** start **

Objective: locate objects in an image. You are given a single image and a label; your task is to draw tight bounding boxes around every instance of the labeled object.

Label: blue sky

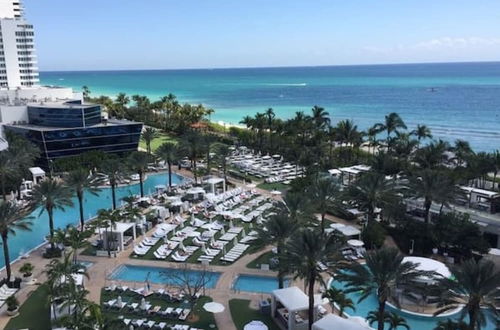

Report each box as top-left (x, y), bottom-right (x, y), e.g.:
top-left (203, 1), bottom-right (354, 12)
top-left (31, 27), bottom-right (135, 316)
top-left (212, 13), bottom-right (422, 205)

top-left (24, 0), bottom-right (500, 70)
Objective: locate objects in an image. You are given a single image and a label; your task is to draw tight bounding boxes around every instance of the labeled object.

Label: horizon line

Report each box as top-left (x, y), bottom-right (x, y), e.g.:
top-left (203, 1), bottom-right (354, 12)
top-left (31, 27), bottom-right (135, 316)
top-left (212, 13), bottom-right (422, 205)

top-left (39, 61), bottom-right (500, 72)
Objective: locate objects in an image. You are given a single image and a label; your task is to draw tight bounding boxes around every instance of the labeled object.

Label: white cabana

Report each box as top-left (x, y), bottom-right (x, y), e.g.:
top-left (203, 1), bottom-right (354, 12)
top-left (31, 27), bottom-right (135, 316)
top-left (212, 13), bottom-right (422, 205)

top-left (29, 167), bottom-right (45, 184)
top-left (103, 222), bottom-right (137, 251)
top-left (312, 314), bottom-right (373, 330)
top-left (205, 177), bottom-right (226, 195)
top-left (403, 257), bottom-right (451, 281)
top-left (271, 286), bottom-right (323, 330)
top-left (330, 223), bottom-right (361, 238)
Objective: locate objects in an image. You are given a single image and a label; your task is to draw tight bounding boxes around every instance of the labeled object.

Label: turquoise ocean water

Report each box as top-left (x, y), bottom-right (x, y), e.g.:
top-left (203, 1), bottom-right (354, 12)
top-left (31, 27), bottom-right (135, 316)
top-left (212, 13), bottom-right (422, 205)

top-left (40, 62), bottom-right (500, 151)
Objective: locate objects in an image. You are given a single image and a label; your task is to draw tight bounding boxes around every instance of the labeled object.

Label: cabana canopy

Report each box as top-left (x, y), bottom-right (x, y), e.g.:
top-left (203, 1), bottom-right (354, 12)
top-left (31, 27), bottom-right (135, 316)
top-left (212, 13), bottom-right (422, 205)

top-left (312, 314), bottom-right (372, 330)
top-left (273, 286), bottom-right (322, 312)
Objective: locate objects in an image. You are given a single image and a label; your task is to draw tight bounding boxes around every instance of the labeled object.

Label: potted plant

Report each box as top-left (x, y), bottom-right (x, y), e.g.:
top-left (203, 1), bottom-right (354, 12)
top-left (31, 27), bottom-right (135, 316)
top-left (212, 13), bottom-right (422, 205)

top-left (5, 295), bottom-right (19, 316)
top-left (19, 262), bottom-right (35, 282)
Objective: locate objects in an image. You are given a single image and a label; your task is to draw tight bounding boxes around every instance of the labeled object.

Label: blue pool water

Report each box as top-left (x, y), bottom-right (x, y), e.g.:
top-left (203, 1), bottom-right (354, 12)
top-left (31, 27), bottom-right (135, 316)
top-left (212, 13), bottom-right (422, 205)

top-left (332, 281), bottom-right (497, 330)
top-left (0, 173), bottom-right (182, 268)
top-left (110, 265), bottom-right (220, 289)
top-left (233, 275), bottom-right (290, 293)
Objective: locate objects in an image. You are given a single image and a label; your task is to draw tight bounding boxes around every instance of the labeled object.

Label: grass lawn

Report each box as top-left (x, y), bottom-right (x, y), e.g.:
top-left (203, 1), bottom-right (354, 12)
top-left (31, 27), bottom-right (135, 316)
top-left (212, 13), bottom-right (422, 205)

top-left (101, 290), bottom-right (216, 329)
top-left (5, 285), bottom-right (51, 330)
top-left (247, 251), bottom-right (275, 269)
top-left (139, 133), bottom-right (178, 152)
top-left (229, 299), bottom-right (280, 330)
top-left (257, 182), bottom-right (290, 192)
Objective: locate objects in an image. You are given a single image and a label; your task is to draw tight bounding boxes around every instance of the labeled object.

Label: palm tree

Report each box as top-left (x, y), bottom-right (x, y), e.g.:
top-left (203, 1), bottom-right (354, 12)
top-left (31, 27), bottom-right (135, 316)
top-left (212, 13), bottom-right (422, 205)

top-left (29, 178), bottom-right (73, 251)
top-left (65, 226), bottom-right (92, 264)
top-left (255, 209), bottom-right (299, 289)
top-left (127, 151), bottom-right (149, 197)
top-left (155, 142), bottom-right (179, 189)
top-left (0, 150), bottom-right (17, 201)
top-left (181, 132), bottom-right (203, 183)
top-left (0, 202), bottom-right (33, 282)
top-left (284, 228), bottom-right (342, 330)
top-left (434, 319), bottom-right (469, 330)
top-left (337, 248), bottom-right (433, 330)
top-left (409, 169), bottom-right (459, 224)
top-left (435, 258), bottom-right (500, 330)
top-left (410, 124), bottom-right (432, 145)
top-left (344, 172), bottom-right (400, 222)
top-left (141, 126), bottom-right (160, 155)
top-left (308, 174), bottom-right (340, 232)
top-left (102, 158), bottom-right (125, 210)
top-left (64, 167), bottom-right (102, 231)
top-left (323, 287), bottom-right (356, 316)
top-left (385, 312), bottom-right (410, 330)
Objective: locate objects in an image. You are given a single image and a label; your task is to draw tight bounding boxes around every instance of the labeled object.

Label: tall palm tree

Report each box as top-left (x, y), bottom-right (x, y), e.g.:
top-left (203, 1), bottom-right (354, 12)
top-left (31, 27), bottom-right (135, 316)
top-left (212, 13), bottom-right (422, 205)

top-left (141, 126), bottom-right (160, 155)
top-left (255, 209), bottom-right (299, 289)
top-left (0, 150), bottom-right (17, 201)
top-left (337, 248), bottom-right (433, 330)
top-left (435, 258), bottom-right (500, 330)
top-left (127, 151), bottom-right (149, 197)
top-left (409, 169), bottom-right (459, 224)
top-left (29, 178), bottom-right (73, 251)
top-left (64, 167), bottom-right (103, 231)
top-left (308, 174), bottom-right (340, 232)
top-left (344, 172), bottom-right (400, 222)
top-left (102, 158), bottom-right (126, 210)
top-left (155, 142), bottom-right (179, 189)
top-left (323, 287), bottom-right (356, 316)
top-left (65, 226), bottom-right (92, 264)
top-left (0, 202), bottom-right (33, 282)
top-left (284, 228), bottom-right (342, 330)
top-left (180, 132), bottom-right (203, 183)
top-left (385, 312), bottom-right (410, 330)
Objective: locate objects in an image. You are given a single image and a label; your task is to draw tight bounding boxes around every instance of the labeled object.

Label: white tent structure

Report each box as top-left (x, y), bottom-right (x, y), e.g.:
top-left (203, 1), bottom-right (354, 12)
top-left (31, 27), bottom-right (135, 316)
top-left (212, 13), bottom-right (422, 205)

top-left (103, 222), bottom-right (137, 251)
top-left (312, 314), bottom-right (373, 330)
top-left (271, 286), bottom-right (323, 330)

** end **

▶ GIVEN INSTRUCTION
From the entries above, copy out every line that contains the string "white", counting only matches with the same capitalization.

▶ EXERCISE RESULT
Label: white cabana
Label: white tent structure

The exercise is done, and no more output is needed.